▶ _STATED GOAL_:
Locate every line in the rows below that includes the string "fixture", and copy each of those lines.

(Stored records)
"""

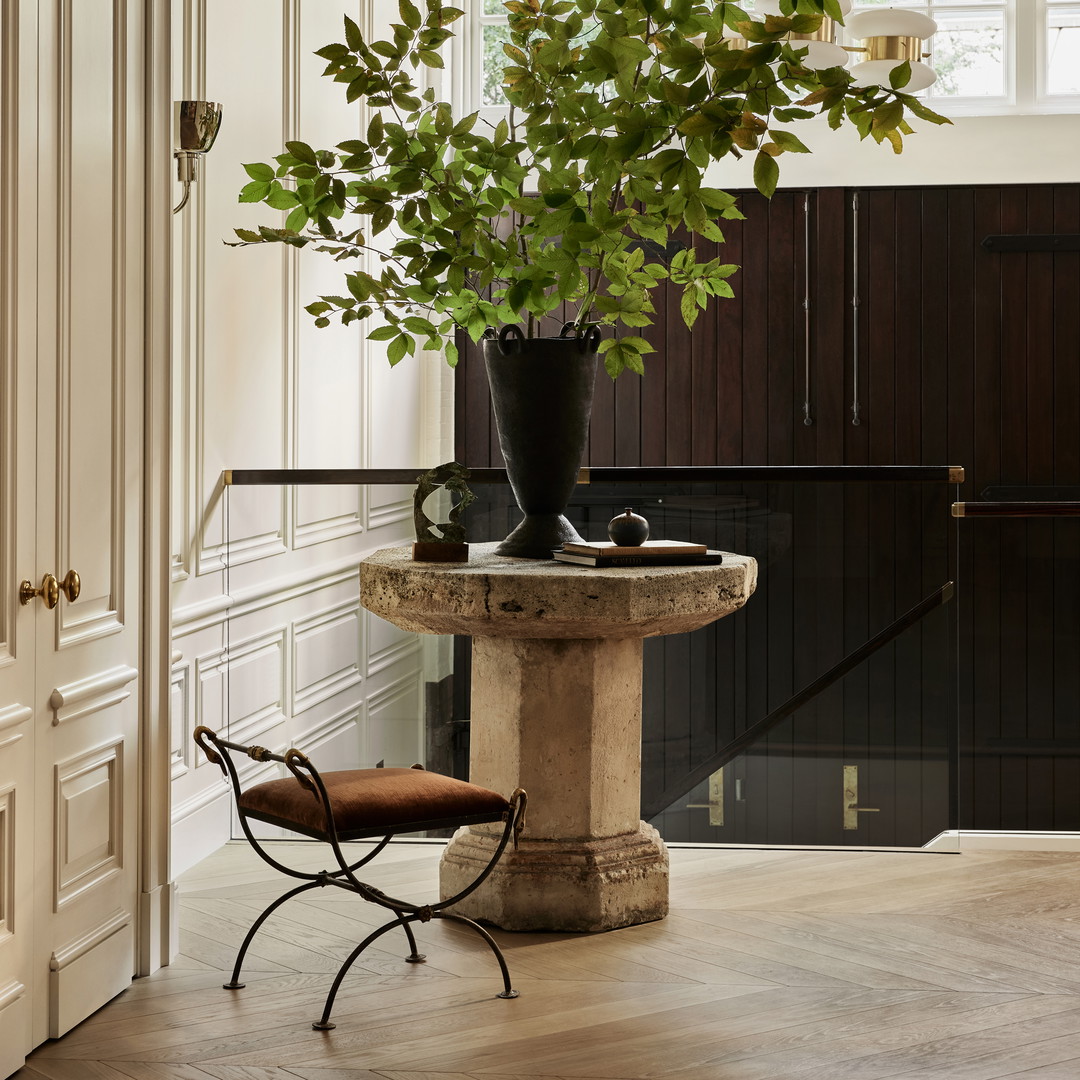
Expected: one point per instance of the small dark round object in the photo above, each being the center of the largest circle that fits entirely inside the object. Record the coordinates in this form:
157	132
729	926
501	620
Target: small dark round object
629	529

"""
"""

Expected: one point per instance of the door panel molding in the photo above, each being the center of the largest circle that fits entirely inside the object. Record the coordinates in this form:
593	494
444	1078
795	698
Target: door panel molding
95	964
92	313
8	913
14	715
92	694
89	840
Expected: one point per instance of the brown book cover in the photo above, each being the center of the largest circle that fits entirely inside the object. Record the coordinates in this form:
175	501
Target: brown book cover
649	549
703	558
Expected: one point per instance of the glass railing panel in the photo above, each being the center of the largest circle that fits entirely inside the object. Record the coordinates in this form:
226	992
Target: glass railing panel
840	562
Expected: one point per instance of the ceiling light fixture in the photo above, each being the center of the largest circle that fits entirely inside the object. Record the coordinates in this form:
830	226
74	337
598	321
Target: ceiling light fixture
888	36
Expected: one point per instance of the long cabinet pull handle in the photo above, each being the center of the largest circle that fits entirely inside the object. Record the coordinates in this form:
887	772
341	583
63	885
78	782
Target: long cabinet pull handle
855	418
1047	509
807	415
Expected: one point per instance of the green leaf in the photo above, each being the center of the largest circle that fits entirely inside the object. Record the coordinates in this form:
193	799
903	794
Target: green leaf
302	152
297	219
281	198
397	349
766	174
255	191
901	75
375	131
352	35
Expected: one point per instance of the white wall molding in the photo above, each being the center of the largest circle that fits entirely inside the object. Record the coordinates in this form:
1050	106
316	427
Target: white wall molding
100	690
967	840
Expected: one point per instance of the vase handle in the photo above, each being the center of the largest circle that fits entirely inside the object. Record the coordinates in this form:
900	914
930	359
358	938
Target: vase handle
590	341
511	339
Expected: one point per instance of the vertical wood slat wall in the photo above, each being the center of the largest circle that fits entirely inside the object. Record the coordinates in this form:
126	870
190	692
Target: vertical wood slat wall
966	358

"""

▶ _ANSWER TO THIS PROBLEM_:
Expected: one point per instance of the ceiling light fixture in the photo above, each being the center of the largest circle that fits entirely inside the object. Record the coordinates in this form:
Target: ceiling light fixture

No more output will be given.